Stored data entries
BEGIN
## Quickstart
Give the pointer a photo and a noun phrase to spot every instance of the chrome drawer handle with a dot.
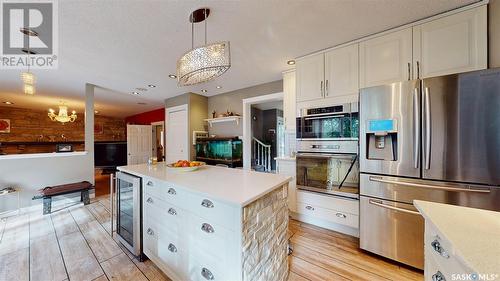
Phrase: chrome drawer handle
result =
(340, 215)
(150, 231)
(207, 274)
(207, 228)
(438, 276)
(439, 249)
(172, 211)
(207, 203)
(172, 248)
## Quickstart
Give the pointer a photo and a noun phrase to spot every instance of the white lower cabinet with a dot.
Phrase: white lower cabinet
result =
(440, 258)
(332, 212)
(190, 237)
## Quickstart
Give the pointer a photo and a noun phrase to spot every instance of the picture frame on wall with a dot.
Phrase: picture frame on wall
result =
(98, 129)
(5, 126)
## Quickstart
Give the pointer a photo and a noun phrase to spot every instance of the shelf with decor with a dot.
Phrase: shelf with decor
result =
(235, 119)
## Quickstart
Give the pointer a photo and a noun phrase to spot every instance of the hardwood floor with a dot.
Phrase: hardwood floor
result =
(74, 244)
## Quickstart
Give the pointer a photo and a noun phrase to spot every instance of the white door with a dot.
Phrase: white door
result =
(177, 136)
(453, 44)
(289, 101)
(310, 78)
(386, 59)
(138, 144)
(342, 71)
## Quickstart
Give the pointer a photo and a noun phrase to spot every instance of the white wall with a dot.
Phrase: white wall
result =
(31, 174)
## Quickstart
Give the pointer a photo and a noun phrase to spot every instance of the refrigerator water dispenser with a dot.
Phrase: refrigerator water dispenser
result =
(382, 139)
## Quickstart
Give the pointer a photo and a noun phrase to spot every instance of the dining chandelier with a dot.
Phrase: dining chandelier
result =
(204, 63)
(62, 116)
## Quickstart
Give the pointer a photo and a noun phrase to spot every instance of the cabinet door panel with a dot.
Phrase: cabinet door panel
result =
(386, 59)
(341, 71)
(453, 44)
(310, 75)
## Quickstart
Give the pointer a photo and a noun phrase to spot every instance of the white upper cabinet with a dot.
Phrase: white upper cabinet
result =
(310, 76)
(342, 71)
(452, 44)
(289, 100)
(386, 59)
(328, 75)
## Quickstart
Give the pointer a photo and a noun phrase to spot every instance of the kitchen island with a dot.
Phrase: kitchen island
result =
(214, 223)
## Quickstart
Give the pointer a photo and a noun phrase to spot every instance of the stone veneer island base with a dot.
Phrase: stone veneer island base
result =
(215, 223)
(265, 243)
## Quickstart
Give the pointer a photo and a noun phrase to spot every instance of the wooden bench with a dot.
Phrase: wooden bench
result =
(48, 192)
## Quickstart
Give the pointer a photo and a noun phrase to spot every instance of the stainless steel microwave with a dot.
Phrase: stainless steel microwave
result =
(337, 122)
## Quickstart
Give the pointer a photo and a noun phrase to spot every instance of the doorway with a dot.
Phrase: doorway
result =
(262, 134)
(177, 134)
(158, 140)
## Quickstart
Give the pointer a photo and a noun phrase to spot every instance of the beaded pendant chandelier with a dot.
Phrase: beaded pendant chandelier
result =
(204, 63)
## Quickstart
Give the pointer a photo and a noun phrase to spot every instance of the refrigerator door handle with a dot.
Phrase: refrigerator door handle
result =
(428, 130)
(380, 204)
(416, 128)
(428, 186)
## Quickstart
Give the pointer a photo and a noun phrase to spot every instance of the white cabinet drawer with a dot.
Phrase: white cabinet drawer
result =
(441, 251)
(165, 191)
(328, 214)
(162, 212)
(350, 206)
(171, 252)
(150, 238)
(203, 267)
(214, 211)
(208, 237)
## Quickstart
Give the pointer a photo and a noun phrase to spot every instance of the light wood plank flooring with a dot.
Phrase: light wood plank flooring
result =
(74, 244)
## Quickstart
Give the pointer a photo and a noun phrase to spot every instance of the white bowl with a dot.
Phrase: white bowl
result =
(185, 169)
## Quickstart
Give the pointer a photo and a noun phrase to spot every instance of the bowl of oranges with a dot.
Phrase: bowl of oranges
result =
(186, 166)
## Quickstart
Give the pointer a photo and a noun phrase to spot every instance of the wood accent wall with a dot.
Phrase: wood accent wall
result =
(31, 126)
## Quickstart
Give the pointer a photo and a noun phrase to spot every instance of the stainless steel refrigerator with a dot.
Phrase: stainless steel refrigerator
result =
(436, 139)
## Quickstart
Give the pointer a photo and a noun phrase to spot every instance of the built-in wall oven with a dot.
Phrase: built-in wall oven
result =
(329, 167)
(128, 211)
(337, 122)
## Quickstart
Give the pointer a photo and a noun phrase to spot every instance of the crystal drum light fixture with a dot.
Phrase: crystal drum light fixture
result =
(62, 116)
(202, 64)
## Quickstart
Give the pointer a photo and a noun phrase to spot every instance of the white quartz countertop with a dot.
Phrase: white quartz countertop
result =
(473, 233)
(233, 186)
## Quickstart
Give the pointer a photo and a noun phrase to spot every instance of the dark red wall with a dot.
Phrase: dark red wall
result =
(146, 118)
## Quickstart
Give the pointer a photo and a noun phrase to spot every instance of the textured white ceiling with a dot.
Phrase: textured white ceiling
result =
(125, 44)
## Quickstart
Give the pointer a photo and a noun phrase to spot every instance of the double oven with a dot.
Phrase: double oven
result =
(327, 145)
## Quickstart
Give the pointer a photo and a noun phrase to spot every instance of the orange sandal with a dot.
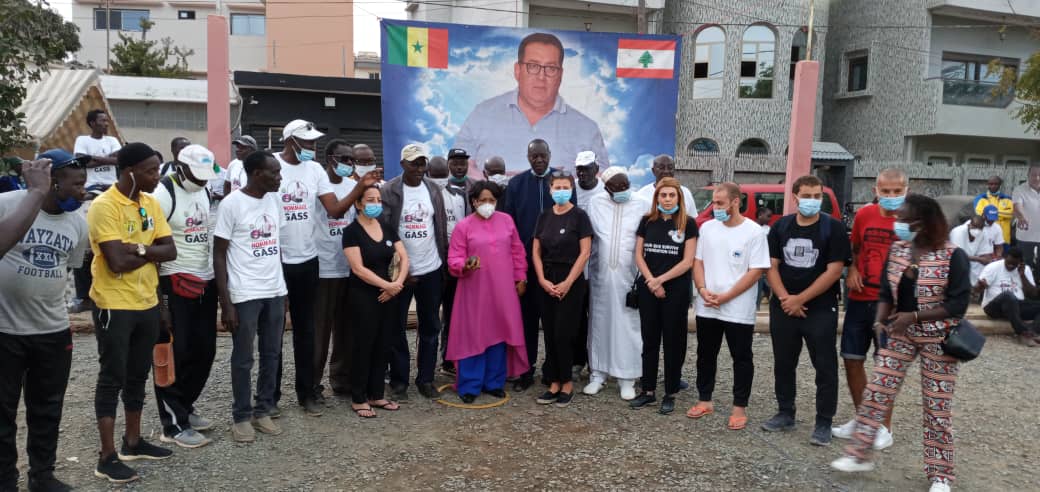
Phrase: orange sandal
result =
(698, 412)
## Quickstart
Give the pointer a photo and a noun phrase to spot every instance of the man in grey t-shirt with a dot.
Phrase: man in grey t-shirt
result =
(35, 342)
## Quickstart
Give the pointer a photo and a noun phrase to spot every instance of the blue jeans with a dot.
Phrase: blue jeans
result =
(263, 319)
(426, 290)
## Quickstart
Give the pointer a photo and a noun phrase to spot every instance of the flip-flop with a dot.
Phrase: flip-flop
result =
(698, 412)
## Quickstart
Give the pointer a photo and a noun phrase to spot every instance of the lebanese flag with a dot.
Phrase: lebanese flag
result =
(646, 58)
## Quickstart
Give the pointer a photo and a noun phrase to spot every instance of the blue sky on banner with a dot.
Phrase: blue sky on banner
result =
(637, 117)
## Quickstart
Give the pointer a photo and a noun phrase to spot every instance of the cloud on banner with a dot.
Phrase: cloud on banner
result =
(634, 114)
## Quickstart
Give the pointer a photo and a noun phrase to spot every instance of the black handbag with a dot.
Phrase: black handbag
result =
(964, 341)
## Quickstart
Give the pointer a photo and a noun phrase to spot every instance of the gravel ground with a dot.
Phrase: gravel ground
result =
(597, 443)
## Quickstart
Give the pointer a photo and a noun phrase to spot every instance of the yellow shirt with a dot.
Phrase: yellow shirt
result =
(115, 217)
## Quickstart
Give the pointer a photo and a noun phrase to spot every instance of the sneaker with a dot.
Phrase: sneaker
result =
(113, 470)
(851, 465)
(311, 408)
(779, 422)
(144, 450)
(242, 432)
(187, 438)
(883, 440)
(593, 387)
(427, 390)
(821, 436)
(266, 425)
(47, 483)
(199, 422)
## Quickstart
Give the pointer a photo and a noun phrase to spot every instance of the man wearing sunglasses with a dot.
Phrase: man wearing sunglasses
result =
(504, 124)
(35, 342)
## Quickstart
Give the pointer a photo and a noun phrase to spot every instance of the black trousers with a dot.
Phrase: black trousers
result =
(41, 365)
(302, 281)
(665, 320)
(369, 334)
(195, 347)
(819, 330)
(709, 335)
(1008, 307)
(530, 311)
(125, 342)
(562, 320)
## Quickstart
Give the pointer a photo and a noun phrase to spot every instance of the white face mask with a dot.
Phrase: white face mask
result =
(486, 210)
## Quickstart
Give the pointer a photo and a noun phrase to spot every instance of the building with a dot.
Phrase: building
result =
(601, 16)
(183, 22)
(919, 93)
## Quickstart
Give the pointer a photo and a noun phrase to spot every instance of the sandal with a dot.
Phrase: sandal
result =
(698, 412)
(388, 406)
(370, 413)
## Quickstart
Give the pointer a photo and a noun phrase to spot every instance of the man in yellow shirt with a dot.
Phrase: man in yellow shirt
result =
(129, 235)
(1005, 207)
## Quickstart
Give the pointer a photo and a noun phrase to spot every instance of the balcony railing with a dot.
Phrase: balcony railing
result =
(973, 93)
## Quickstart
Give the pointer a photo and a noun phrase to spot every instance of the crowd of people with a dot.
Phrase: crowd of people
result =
(606, 273)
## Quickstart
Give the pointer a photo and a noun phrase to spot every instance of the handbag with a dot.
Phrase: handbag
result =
(963, 341)
(162, 363)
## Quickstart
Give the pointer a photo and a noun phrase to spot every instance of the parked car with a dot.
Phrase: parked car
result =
(754, 197)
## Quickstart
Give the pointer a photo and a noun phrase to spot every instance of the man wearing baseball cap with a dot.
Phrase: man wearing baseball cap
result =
(303, 180)
(35, 342)
(188, 294)
(413, 206)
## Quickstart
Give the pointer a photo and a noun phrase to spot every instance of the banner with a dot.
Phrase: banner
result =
(490, 91)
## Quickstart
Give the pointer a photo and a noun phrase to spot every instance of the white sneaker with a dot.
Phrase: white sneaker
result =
(593, 387)
(939, 487)
(845, 431)
(851, 465)
(883, 439)
(627, 389)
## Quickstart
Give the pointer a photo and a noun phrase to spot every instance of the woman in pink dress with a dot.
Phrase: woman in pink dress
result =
(487, 332)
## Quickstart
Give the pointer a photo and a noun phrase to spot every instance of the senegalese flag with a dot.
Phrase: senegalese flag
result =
(418, 46)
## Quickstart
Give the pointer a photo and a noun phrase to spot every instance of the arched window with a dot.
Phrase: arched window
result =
(798, 47)
(709, 62)
(757, 62)
(752, 147)
(702, 147)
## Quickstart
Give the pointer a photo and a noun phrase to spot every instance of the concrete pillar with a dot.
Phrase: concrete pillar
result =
(217, 83)
(803, 114)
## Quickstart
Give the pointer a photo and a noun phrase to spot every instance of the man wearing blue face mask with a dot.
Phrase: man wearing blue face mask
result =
(808, 252)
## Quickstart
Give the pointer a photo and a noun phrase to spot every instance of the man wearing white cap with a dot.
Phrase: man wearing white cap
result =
(615, 340)
(305, 183)
(188, 294)
(664, 166)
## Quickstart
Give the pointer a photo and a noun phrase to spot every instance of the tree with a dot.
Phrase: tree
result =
(32, 36)
(149, 58)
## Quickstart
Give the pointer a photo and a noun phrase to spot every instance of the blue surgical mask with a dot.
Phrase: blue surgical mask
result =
(373, 210)
(343, 171)
(562, 196)
(668, 211)
(809, 207)
(891, 204)
(903, 231)
(721, 214)
(622, 197)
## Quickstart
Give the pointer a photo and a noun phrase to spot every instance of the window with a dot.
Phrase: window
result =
(248, 24)
(756, 62)
(121, 19)
(702, 147)
(857, 71)
(709, 62)
(752, 147)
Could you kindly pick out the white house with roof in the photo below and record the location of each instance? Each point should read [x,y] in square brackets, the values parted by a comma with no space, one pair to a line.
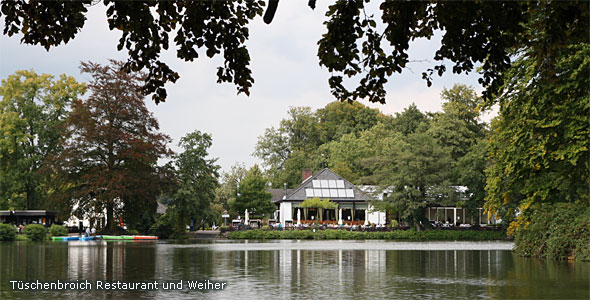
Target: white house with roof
[353,204]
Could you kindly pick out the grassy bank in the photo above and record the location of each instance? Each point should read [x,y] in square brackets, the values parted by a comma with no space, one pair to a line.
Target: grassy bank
[430,235]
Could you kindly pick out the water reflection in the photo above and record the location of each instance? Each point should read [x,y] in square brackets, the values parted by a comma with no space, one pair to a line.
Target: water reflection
[295,269]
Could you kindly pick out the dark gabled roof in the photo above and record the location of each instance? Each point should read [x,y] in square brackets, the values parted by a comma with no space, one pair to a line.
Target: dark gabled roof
[161,209]
[299,193]
[278,194]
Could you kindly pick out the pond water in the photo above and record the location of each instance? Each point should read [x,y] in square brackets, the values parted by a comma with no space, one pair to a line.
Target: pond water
[285,269]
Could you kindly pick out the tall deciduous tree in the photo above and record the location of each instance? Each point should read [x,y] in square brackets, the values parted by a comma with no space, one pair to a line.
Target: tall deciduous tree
[252,194]
[355,45]
[226,194]
[417,175]
[197,180]
[32,108]
[111,146]
[540,142]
END
PROBLEM STATEMENT. Where a line of the data above includes "picture", copy that line.

THE ANSWER.
Give the pointer a photo and a noun phrase to spot every instance of the picture frame on wall with a dot.
Phrase: picture frame on wall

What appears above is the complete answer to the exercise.